## begin Supplied text

# Solarstorm X2 & X3 Lights - Fake or not fake, this is the question!



## lightrelief (Nov 27, 2015)

Hi fellow riders

Being a newbie to night riding and after reading lots of glowing reviews here, I wanted to purchase several original Solarstorm X2 & X3 lights. 

I thought I would share my experiences with you...
After seeing what appear to be loads of fakes on Ebay, I thought I would contact the manufacturer directly Shenzhen MingXiao Technology in China. I was communicating with a rep called Lily.

Firstly, I inquired offering myself as a UK distributor and was given the following trade prices for >200 units. I also inquired in 1000's and the price did not change very much.

X3 (U2 LED) - $24.17 per unit with a MOQ of 200 - £16.05

X2 (U2 LED) - $18.34 per unit with a MOQ of 200 - £12.18

Having re-searched Ebay and Amazon, it appears that nearly all units are fakes, as they are all under the manufacturer cost price. 

I asked the Lily who represents the manufacturer if seller 
'360digital2011' is selling originals, and was swiftly informed to my disappointment that these were actually fakes! 

I have attached a JPEG of the manufacturers price list if any of you are interested.

I would be interested to hear your comments..

Do you know of a seller that sells genuine X2 & X3 lights please without having to order from China?

Cheers


----------



## tigris99 (Aug 26, 2012)

Welcome to Chinese lights, and welcome to solarstorm. There is just no way of knowing what you'll get.

There is no where in the US you will get the real thing. And the fakes may or may not be as good as the real thing because the real ones arent built great either. Their decent but alot of better lights out there.

## end Supplied text
## begin Record list

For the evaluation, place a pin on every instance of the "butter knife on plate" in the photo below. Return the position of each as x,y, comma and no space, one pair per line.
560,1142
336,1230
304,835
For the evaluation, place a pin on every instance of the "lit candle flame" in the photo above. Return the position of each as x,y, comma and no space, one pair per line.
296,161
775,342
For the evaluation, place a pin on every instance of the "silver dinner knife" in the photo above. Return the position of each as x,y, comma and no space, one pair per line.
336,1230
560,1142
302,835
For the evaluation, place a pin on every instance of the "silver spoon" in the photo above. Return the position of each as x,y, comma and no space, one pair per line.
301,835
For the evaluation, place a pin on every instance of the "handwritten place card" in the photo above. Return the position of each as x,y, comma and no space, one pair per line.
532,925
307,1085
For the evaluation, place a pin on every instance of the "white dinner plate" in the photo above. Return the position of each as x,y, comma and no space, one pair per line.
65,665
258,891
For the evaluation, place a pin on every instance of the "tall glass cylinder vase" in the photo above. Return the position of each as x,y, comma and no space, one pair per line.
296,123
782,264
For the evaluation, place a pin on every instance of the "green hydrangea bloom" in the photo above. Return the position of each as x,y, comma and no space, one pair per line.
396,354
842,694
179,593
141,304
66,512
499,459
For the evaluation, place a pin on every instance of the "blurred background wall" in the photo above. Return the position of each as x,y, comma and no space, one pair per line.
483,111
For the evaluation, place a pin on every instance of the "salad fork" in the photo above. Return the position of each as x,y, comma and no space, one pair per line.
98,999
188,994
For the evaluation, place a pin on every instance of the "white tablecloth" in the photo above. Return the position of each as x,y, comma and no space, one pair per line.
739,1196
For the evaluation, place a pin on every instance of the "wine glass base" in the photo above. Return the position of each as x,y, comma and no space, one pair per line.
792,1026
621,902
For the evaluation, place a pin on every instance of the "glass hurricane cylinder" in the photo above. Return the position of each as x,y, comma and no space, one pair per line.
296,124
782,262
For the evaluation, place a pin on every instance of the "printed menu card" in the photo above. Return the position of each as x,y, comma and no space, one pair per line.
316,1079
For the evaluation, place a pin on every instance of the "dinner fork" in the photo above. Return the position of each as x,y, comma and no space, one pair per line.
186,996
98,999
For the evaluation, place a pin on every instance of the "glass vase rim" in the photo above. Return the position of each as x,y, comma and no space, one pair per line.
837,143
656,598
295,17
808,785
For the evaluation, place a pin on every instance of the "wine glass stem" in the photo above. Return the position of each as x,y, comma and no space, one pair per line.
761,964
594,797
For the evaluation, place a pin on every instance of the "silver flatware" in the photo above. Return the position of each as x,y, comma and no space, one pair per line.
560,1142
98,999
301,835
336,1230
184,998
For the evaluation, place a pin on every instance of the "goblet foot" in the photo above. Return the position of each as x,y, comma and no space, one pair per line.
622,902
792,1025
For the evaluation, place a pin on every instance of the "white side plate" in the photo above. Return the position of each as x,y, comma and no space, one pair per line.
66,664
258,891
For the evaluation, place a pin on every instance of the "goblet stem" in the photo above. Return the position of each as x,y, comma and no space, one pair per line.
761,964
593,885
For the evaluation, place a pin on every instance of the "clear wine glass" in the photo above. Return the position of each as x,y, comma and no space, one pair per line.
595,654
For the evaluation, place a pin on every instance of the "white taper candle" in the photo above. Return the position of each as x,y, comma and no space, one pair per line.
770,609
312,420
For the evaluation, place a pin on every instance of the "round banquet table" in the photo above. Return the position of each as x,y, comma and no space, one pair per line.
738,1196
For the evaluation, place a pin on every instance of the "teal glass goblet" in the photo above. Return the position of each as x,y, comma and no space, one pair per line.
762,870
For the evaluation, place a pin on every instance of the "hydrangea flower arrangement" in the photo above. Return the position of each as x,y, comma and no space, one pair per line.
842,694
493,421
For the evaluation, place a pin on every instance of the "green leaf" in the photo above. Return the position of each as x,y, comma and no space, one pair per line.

## end Record list

*Objective 1*
From the forum thread on Solarstorm lights, list every per-unit trade price quoted, in both currencies, with the model each one belongs to.
*Objective 2*
According to the forum thread on Solarstorm lights, which manufacturer did the first poster contact directly?

*Correct response 1*
- X3 (U2 LED): $24.17, £16.05
- X2 (U2 LED): $18.34, £12.18

*Correct response 2*
Shenzhen MingXiao Technology in China.